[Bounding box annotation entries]
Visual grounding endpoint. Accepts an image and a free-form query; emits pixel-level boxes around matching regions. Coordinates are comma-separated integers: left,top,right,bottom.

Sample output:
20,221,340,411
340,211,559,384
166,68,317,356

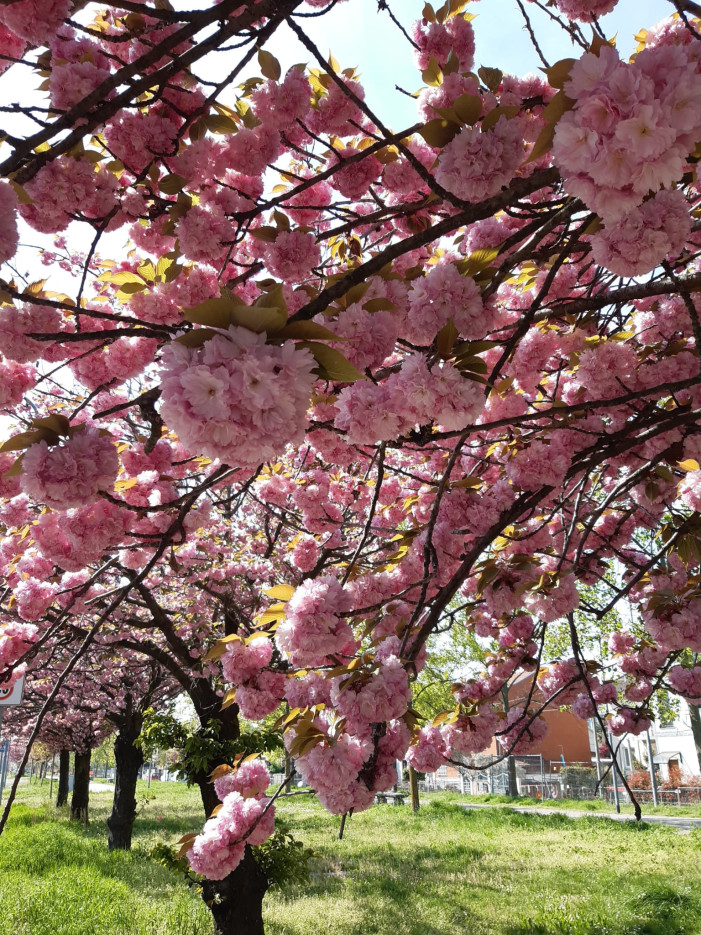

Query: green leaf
158,173,187,195
263,584,297,601
477,66,504,91
482,104,521,133
32,412,71,435
540,58,575,88
231,305,287,334
205,114,239,136
419,117,461,149
174,328,218,347
0,428,59,451
300,341,365,383
258,49,282,81
274,321,343,341
183,296,234,328
421,56,443,88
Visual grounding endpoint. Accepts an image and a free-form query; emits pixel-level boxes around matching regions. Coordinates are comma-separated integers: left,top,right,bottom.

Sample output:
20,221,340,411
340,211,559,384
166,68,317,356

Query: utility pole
645,730,660,808
409,766,419,812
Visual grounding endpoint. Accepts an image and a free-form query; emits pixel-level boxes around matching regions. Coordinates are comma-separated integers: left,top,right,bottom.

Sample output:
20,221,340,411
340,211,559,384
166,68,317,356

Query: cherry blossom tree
0,0,701,935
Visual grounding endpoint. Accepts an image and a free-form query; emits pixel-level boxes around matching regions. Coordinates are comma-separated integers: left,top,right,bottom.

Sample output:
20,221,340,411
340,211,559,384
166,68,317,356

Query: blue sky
268,0,674,130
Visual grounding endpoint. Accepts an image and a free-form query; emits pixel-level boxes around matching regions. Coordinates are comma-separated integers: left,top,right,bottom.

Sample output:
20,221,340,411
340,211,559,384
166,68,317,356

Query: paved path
458,802,701,831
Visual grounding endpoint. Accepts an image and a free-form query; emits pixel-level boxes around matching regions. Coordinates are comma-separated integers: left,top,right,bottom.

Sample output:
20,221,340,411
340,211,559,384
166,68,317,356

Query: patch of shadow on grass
503,883,701,935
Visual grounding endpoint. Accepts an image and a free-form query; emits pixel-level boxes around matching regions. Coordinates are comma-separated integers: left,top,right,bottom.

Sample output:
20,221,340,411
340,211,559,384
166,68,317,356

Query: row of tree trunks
107,712,144,851
56,750,71,808
71,750,92,825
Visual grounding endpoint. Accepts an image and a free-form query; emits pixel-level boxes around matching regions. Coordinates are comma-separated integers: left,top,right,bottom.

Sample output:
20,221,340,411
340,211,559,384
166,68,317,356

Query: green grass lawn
0,783,701,935
438,792,701,820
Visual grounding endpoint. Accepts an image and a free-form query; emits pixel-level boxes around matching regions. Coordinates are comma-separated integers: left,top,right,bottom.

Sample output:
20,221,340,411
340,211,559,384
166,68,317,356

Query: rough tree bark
71,750,92,825
56,750,71,808
190,680,270,935
202,847,268,935
689,702,701,767
107,711,144,851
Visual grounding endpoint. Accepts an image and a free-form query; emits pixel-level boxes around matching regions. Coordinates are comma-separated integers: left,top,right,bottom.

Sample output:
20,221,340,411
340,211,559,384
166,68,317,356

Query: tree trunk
409,766,421,812
506,756,518,798
71,750,92,825
189,680,270,935
687,701,701,769
107,714,144,851
56,750,71,808
202,847,269,935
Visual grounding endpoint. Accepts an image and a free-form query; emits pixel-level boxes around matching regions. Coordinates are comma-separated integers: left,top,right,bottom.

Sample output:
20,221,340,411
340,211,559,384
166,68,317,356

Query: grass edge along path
0,784,701,935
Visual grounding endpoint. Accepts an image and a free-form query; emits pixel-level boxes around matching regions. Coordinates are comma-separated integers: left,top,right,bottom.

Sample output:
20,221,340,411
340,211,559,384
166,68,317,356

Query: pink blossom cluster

# WHAT IS EXPECTED
Render the listing above as a JSON list of strings, one string per line with blank lines left out, starting with its first line and going on through the line containing "458,802,701,831". Leave the pictures out of the answer.

# SOLUTION FOR THIS PROBLEM
[
  "Visual grounding endpoint. Accepts an image and a free-form query; emits pixel-level boxes around matching regions. Coordinates are comma-separated integers: left,top,right,bottom.",
  "Sample output:",
  "20,221,340,411",
  "340,211,559,384",
  "166,68,317,356",
  "Query: green leaf",
  "158,173,187,195",
  "263,584,297,601",
  "477,66,504,91",
  "482,104,521,133",
  "32,412,71,435",
  "540,58,575,88",
  "231,305,287,334",
  "205,114,239,136",
  "419,117,461,149",
  "174,328,218,347",
  "0,428,59,451",
  "300,341,365,383",
  "258,49,282,81",
  "274,321,343,341",
  "183,296,234,328",
  "421,56,443,88",
  "Visual grounding endpoint. Accepts an image and a free-form query; emits pixel-level boxes around matching regions. Coordinates are comma-separated integers: left,top,right,bottom.",
  "Sample output:",
  "20,221,340,411",
  "340,211,559,384",
  "166,68,317,356",
  "Query: utility pole",
  "645,730,660,808",
  "409,766,419,812",
  "Visual grounding endpoint. Accepts an image and a free-form query; emits pixel-level boxes around matching regions. Coordinates are comma-separated integers: left,top,right,bottom.",
  "Sample output:",
  "20,221,340,411",
  "340,211,559,384",
  "166,68,317,356",
  "Query: cherry blossom tree",
  "0,0,701,935",
  "Visual grounding endpoint. Accepts an image and a free-form query; emits pixel-level boxes around matching regions. Coordinates are comma-separated integers: left,top,right,bottom.",
  "Sample output:",
  "20,221,340,411",
  "340,211,559,384",
  "166,68,317,356",
  "Query: blue sky",
  "268,0,674,130",
  "Visual grounding endpoint. Accepts an image and a free-form query; emits pixel-level boxes around matching regions. Coordinates are comma-separated integers: left,top,right,bottom.",
  "Sample output:",
  "20,221,340,411",
  "340,211,559,384",
  "166,68,317,356",
  "Query: paved path",
  "458,802,701,831"
]